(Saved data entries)
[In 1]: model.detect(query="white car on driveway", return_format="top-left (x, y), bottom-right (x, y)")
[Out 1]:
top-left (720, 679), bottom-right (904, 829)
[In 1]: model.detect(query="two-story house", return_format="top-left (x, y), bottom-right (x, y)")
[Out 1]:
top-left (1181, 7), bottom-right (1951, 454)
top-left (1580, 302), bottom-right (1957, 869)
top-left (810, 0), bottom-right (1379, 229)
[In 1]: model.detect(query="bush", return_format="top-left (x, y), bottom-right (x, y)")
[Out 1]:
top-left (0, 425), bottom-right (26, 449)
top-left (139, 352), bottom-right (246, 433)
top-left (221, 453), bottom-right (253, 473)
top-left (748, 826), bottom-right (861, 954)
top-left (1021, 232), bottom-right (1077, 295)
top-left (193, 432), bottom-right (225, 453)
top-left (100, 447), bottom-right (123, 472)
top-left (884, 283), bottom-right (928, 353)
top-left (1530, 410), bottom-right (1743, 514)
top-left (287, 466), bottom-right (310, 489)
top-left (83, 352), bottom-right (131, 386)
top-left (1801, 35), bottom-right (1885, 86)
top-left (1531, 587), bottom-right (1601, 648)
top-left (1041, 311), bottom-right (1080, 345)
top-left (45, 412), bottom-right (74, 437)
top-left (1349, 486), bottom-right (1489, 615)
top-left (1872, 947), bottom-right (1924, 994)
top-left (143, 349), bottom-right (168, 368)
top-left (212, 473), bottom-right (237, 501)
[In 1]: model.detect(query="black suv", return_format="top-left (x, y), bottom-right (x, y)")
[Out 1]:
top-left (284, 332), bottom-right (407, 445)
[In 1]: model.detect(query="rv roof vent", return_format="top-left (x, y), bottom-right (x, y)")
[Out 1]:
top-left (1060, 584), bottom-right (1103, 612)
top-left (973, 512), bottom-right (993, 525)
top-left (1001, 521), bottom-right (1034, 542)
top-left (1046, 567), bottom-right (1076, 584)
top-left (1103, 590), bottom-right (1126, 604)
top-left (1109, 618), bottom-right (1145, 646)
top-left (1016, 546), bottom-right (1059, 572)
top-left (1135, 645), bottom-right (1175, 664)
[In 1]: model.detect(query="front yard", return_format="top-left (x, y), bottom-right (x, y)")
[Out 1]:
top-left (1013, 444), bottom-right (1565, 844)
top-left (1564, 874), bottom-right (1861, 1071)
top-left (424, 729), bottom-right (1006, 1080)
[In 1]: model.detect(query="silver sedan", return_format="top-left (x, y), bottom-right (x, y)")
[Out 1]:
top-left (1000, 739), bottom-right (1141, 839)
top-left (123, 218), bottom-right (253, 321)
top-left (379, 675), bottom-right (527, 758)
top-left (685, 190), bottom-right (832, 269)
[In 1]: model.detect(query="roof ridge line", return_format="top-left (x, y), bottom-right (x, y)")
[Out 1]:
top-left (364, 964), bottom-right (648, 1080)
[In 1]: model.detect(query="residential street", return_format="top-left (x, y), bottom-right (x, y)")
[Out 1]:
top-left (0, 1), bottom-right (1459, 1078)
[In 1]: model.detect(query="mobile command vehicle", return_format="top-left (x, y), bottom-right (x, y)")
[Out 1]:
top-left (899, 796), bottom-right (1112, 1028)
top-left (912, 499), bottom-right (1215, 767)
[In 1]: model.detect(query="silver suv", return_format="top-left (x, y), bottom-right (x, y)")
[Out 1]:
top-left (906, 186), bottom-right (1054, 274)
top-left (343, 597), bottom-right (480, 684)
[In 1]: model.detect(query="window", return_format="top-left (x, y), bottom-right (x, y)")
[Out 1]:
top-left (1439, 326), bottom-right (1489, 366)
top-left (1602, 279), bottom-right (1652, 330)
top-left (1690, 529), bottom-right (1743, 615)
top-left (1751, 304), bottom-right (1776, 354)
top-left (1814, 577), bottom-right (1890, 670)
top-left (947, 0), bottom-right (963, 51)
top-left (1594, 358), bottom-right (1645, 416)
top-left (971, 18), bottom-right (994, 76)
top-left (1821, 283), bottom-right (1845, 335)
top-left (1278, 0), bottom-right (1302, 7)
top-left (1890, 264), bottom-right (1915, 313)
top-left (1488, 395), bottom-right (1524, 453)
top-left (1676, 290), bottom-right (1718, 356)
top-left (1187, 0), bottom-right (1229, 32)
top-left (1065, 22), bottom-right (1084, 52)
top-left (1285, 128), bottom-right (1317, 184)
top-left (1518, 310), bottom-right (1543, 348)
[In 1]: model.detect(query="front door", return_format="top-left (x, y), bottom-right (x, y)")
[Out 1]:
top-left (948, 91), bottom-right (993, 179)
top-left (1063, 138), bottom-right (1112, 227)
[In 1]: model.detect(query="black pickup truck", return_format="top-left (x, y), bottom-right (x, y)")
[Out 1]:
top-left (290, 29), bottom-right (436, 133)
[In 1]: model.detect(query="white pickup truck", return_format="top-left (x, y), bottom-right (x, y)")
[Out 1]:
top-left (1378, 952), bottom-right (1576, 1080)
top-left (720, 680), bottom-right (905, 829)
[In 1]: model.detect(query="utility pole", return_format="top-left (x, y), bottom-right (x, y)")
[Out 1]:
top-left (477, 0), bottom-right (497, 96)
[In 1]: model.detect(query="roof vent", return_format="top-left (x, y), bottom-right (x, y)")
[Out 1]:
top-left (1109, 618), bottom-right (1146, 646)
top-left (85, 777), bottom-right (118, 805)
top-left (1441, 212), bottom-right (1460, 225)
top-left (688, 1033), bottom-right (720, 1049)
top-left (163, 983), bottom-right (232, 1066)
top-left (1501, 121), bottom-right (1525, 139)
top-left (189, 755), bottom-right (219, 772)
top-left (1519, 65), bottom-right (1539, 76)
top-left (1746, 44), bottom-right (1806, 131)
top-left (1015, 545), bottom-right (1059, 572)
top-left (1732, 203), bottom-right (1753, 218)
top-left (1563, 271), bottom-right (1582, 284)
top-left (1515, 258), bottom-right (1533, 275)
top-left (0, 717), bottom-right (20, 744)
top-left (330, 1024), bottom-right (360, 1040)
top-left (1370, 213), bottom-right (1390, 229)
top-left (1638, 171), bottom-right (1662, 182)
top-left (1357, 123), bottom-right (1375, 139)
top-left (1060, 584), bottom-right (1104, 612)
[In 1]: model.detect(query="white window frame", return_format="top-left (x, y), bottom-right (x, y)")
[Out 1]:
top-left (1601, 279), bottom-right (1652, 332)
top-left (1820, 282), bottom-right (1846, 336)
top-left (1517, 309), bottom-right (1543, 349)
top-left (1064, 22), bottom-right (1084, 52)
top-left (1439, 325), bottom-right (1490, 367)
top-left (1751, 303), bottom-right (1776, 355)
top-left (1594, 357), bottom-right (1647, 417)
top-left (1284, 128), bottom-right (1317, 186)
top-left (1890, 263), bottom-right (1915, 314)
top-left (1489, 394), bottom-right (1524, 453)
---
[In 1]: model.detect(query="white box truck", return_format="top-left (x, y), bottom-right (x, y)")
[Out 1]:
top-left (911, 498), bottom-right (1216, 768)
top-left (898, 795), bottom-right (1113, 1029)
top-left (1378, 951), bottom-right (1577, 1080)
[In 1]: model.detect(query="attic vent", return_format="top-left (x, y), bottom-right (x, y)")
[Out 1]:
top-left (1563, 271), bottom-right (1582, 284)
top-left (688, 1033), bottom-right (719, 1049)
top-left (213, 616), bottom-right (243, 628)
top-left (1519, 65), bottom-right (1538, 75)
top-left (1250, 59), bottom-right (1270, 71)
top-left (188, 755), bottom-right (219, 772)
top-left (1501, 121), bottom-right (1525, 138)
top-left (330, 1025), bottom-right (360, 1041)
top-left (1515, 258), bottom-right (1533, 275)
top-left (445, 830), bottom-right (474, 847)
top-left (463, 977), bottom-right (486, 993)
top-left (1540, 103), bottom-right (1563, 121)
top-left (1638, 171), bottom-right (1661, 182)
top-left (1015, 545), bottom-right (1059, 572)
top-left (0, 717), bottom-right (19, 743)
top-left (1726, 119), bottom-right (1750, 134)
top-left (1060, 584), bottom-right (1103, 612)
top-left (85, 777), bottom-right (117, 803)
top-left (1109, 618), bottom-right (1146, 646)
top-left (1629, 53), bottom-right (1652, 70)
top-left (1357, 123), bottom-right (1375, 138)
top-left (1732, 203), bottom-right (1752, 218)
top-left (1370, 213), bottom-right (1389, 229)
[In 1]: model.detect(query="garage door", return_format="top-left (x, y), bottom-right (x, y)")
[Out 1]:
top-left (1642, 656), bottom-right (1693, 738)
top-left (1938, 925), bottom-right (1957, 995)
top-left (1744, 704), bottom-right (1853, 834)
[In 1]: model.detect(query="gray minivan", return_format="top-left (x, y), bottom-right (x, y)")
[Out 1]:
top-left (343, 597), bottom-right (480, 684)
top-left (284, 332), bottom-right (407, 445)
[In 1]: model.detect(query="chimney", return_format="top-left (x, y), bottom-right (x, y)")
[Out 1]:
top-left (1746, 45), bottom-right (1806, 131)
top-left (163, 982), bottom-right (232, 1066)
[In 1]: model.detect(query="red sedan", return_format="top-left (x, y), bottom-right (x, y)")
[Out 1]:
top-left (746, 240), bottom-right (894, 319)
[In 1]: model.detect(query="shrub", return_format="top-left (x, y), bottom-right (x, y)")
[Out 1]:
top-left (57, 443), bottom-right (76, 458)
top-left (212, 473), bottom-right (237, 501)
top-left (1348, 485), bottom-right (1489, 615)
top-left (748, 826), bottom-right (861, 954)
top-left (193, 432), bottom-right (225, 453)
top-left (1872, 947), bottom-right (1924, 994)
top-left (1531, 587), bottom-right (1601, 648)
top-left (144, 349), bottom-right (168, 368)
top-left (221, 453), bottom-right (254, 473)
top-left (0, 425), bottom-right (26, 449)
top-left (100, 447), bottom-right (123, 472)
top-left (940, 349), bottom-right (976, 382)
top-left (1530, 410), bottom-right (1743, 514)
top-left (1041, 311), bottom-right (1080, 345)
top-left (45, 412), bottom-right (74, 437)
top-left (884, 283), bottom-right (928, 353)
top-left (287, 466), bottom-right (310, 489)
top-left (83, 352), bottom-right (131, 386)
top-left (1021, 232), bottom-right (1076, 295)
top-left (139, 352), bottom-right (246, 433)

▶ TASK TO CARRY OUT
Your answer should consist of every line from the entries that holds "truck".

▶ SOLUTION TO THIS PROBLEM
[In 1]: model.detect(query="black pickup truck", return_format="top-left (x, y), bottom-right (x, y)")
[In 1]: model.detect(query="white pickup truck", return_format="top-left (x, y), bottom-right (x, y)")
[In 1]: model.detect(query="white box truck", return_format="top-left (x, y), bottom-right (x, y)")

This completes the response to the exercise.